Task prompt –
Every line of the records below should be restated exactly.

[A block of data]
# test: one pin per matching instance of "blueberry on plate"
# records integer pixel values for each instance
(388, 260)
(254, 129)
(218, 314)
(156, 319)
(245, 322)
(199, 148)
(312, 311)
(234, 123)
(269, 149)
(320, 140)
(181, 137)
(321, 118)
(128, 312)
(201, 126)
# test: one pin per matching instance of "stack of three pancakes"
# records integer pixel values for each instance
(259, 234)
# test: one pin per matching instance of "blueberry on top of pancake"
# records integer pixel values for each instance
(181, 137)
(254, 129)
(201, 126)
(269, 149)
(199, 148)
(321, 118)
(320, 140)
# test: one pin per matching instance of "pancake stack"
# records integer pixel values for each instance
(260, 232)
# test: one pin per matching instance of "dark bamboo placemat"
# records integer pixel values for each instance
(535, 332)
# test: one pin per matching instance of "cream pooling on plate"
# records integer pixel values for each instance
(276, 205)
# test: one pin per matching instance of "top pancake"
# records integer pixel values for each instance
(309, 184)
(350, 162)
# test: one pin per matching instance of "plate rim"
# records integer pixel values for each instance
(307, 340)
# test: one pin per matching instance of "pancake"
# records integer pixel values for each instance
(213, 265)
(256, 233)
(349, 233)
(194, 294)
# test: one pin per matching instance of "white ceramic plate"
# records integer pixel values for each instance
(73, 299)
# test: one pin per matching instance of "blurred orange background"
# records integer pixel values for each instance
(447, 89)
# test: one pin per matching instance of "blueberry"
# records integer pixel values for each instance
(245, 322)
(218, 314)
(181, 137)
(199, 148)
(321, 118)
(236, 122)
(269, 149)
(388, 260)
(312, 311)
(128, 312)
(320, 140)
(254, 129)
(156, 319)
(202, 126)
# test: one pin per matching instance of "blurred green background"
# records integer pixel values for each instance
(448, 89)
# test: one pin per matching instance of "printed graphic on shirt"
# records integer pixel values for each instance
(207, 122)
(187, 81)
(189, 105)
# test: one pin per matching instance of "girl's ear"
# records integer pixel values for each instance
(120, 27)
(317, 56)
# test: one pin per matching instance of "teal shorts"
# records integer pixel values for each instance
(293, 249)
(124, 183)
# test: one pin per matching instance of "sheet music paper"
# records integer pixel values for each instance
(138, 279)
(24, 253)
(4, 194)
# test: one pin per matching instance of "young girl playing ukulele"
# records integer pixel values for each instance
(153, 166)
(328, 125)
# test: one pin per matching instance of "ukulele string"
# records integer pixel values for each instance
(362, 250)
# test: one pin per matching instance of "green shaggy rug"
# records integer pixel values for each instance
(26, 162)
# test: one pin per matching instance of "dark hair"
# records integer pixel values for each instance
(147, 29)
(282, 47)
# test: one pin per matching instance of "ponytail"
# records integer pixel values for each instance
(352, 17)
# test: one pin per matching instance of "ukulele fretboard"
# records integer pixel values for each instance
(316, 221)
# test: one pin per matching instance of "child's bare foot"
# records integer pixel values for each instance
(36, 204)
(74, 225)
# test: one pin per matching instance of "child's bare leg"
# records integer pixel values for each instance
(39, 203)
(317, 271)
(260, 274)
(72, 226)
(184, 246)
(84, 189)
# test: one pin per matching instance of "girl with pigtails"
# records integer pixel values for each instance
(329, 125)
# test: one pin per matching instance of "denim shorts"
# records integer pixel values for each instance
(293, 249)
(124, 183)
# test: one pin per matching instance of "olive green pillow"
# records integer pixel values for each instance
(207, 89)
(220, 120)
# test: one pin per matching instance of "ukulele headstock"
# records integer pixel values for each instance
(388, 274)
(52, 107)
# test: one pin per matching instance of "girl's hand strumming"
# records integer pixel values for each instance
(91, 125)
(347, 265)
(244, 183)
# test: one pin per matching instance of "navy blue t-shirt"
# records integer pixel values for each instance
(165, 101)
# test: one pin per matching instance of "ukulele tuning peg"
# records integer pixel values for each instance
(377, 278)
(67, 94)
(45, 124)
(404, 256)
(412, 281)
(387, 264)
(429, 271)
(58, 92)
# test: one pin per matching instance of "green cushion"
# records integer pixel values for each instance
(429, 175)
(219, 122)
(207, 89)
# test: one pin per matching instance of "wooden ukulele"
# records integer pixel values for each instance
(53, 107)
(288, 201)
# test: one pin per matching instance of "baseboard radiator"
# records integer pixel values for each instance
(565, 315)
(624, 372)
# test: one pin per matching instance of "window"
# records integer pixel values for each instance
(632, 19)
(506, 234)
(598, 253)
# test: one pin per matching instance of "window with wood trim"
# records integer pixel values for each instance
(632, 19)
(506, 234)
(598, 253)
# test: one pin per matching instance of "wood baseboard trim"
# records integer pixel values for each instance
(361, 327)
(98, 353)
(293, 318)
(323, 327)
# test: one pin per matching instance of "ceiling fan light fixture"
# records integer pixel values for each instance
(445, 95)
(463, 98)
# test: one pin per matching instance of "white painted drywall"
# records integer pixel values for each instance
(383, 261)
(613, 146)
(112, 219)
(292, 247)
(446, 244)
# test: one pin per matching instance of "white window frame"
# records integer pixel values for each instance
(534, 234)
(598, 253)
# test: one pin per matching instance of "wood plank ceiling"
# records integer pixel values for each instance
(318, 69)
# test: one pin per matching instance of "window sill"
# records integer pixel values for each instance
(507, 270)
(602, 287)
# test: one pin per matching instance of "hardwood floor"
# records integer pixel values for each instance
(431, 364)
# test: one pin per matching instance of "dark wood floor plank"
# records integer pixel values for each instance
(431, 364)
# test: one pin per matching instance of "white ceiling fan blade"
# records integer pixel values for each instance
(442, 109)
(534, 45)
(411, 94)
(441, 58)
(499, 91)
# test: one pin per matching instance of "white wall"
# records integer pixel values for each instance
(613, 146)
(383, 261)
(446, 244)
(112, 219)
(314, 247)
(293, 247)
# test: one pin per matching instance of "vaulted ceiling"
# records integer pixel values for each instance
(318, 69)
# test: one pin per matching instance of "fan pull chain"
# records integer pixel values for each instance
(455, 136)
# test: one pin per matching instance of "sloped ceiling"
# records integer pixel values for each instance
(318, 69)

Task solution –
# test: one pin per matching instance of "blueberry on plate"
# records integer pixel values for each instance
(388, 260)
(254, 129)
(218, 314)
(156, 319)
(245, 322)
(199, 148)
(312, 311)
(234, 123)
(269, 149)
(320, 140)
(181, 137)
(321, 118)
(128, 312)
(201, 126)
# test: one pin per matching instance of "stack of three pancakes"
# records integer pixel values for each instance
(259, 234)
# test: one pin per matching instance of "blueberry on top of pancake"
# records integer pixel values for each instance
(181, 137)
(254, 129)
(201, 126)
(269, 149)
(199, 148)
(321, 118)
(320, 140)
# test: one pin per matching instance of "pancake stack"
# records integer pixel values for each instance
(260, 232)
# test: one pin per matching instance of "dark bamboo placemat"
# records integer pixel values for each instance
(535, 332)
# test: one pin per matching instance of "cream pooling on plate"
# records integer pixel values for each instance
(276, 205)
# test: one pin per matching instance of "top pancake"
# records integer pixel values for each instance
(309, 184)
(350, 162)
# test: one pin per matching instance of "plate rim"
# records integer pixel values for each instance
(307, 340)
# test: one pin per matching instance of "pancake"
# records integer pixel values for each instance
(213, 265)
(256, 233)
(349, 233)
(194, 294)
# test: one pin per matching instance of "white ceramic plate"
# records integer pixel values for each instance
(73, 299)
# test: one pin per matching instance of "blurred orange background"
# records integer pixel values for each instance
(447, 89)
# test: one pin per matching instance of "blueberry"
# records integer pixel values for each instance
(245, 322)
(218, 314)
(181, 137)
(199, 148)
(321, 118)
(236, 122)
(269, 149)
(388, 260)
(312, 311)
(128, 312)
(320, 140)
(254, 129)
(156, 319)
(202, 126)
# test: one pin per matching instance of "blurred green background"
# records integer pixel values for each instance
(448, 89)
# test: one pin per matching instance of "printed graphic on shirt"
# records integer pixel values for each instance
(207, 122)
(187, 81)
(189, 105)
# test: one pin per matching instance of "girl's ear"
# records integer pixel values for each instance
(120, 27)
(317, 56)
# test: one pin per matching instance of "teal shorts"
# records integer pixel values for each instance
(293, 249)
(124, 183)
# test: one pin per matching instance of "sheet music paper"
# records integer pixel values for each instance
(138, 279)
(24, 253)
(4, 194)
# test: one pin per matching instance of "young girl playing ukulele"
# records integer pixel values for each instance
(153, 166)
(328, 125)
# test: one pin per matching instance of "ukulele string"
# records integer pixel values for each instance
(362, 250)
# test: one pin per matching instance of "green shaggy rug"
# records integer pixel values for each instance
(26, 162)
# test: one pin per matching instance of "dark hair"
# records integer pixel values for each instance
(147, 29)
(282, 47)
# test: one pin per matching instance of "ponytail"
# records integer pixel values for each instance
(352, 17)
# test: one pin per matching instance of "ukulele fretboard"
# records integer pixel values for each instance
(316, 221)
# test: one pin per matching instance of "child's bare foot"
# records integer pixel values for each instance
(36, 204)
(74, 225)
# test: one pin per matching instance of "child's bare leg"
# records integer pixel values for each instance
(39, 203)
(317, 271)
(260, 274)
(72, 226)
(184, 246)
(84, 189)
# test: one pin per matching instance of "girl with pigtails"
# records integer pixel values for each instance
(329, 125)
# test: one pin per matching instance of "denim shorts"
# records integer pixel values for each instance
(293, 249)
(124, 183)
# test: one pin per matching instance of "olive green pillow"
# records integer pixel values for each instance
(207, 89)
(220, 120)
# test: one pin per matching instance of "ukulele headstock"
# records integer pixel values for each instance
(388, 274)
(52, 107)
# test: one pin per matching instance of "girl's hand strumming"
# records integer pixel values for each instance
(91, 125)
(347, 265)
(244, 183)
# test: one pin per matching instance of "navy blue t-shirt"
# records integer pixel values for each instance
(165, 101)
# test: one pin per matching instance of "ukulele tuning peg"
# records integer pixel values for each instance
(377, 278)
(67, 94)
(45, 124)
(404, 256)
(412, 281)
(387, 264)
(429, 271)
(58, 92)
# test: one pin per matching instance of "green cushion"
# records integer pixel values for each instance
(429, 175)
(219, 122)
(207, 89)
# test: one pin per matching instance of "wooden ukulele"
# records integer pixel values for each instance
(53, 107)
(288, 201)
# test: one pin per matching instance of "baseboard radiator"
# records integer pixel values for each instance
(565, 315)
(624, 372)
# test: one pin per matching instance of "window"
# records integer pixel values for each instance
(632, 19)
(506, 234)
(598, 253)
# test: one pin per matching instance of "window with wood trim"
# records integer pixel values for each instance
(632, 19)
(506, 234)
(598, 253)
# test: one pin per matching instance of "wood baseboard trim"
# records integer pixel values for each instance
(361, 327)
(98, 353)
(293, 318)
(323, 327)
# test: one pin per matching instance of "ceiling fan light fixture"
# records integer pixel values for each instance
(445, 95)
(463, 98)
# test: one pin per matching instance of "white painted drywall"
# records integer pixel values for each instance
(383, 261)
(613, 146)
(112, 219)
(292, 247)
(446, 244)
# test: one pin per matching instance of "white window frame"
# records integer pixel values for each instance
(534, 234)
(598, 253)
# test: one pin per matching instance of "wood plank ceiling"
# records integer pixel values for each instance
(318, 69)
# test: one pin per matching instance of "window sill"
# records integer pixel values for each instance
(507, 270)
(602, 287)
# test: one pin per matching instance of "hardwood floor"
# records integer pixel values for each instance
(431, 364)
# test: one pin per matching instance of "dark wood floor plank"
# records integer pixel values for each instance
(431, 364)
# test: one pin per matching instance of "white ceiling fan blade"
# records integer pixel values for each instance
(442, 109)
(534, 45)
(411, 94)
(441, 58)
(499, 91)
# test: one pin per matching instance of "white wall"
# records integer pixel values for each instance
(613, 146)
(383, 261)
(446, 244)
(112, 219)
(314, 247)
(293, 247)
# test: one pin per matching instance of "vaulted ceiling"
# records integer pixel values for each instance
(318, 69)
# test: one pin per matching instance of "fan pull chain"
# records integer pixel values for each instance
(455, 136)
# test: one pin per matching instance of "sloped ceiling"
# records integer pixel values for each instance
(318, 69)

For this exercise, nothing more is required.